» **Required work**
A copy is needed of each line in the records that has the word "sample".

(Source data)
-=-=-

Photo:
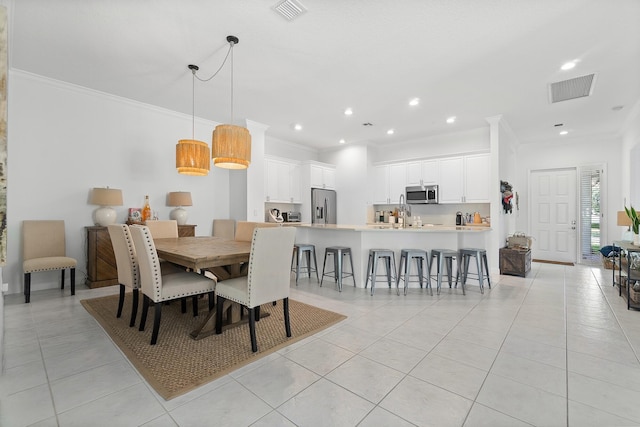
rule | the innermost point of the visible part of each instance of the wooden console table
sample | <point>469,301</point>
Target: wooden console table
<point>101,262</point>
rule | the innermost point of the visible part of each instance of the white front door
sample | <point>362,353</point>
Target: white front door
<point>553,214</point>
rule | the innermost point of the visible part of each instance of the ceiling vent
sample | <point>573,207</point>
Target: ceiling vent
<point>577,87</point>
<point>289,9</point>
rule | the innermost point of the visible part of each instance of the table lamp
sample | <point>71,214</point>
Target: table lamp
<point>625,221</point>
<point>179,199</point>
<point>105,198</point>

-=-=-

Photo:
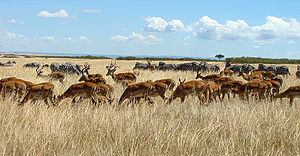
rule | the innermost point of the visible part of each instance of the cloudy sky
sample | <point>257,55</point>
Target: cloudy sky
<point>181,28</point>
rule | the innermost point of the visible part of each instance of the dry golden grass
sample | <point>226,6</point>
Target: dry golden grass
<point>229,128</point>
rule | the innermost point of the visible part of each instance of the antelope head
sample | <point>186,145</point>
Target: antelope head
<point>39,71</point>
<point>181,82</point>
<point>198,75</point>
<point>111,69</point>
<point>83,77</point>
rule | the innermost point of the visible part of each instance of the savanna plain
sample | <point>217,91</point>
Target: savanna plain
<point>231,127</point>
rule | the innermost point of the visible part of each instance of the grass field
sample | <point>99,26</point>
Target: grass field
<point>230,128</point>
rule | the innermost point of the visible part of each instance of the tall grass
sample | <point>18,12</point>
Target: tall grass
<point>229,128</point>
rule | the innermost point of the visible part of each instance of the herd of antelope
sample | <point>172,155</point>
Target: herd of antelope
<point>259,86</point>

-=-=-

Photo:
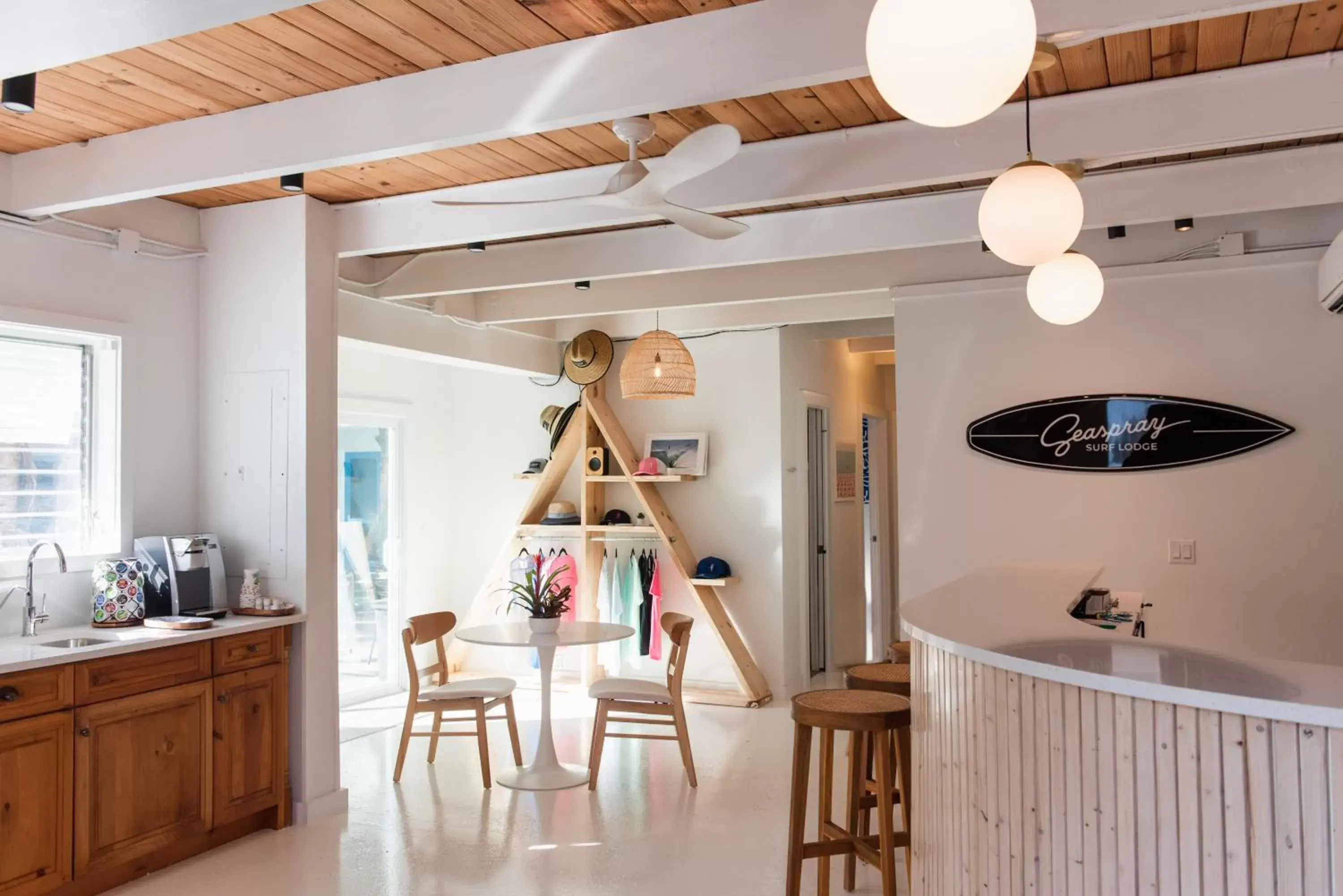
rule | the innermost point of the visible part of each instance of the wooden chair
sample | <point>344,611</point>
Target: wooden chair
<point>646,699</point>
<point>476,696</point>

-=-=-

» **Reply to the exercise**
sample | <point>469,301</point>
sample | <point>362,353</point>
sample | <point>573,207</point>
sample | <point>71,214</point>
sample | <point>257,55</point>
sample | <point>226,6</point>
sample | <point>186,145</point>
sample | <point>217,91</point>
sample | <point>99,26</point>
sample | <point>18,12</point>
sample | <point>172,155</point>
sample | <point>344,611</point>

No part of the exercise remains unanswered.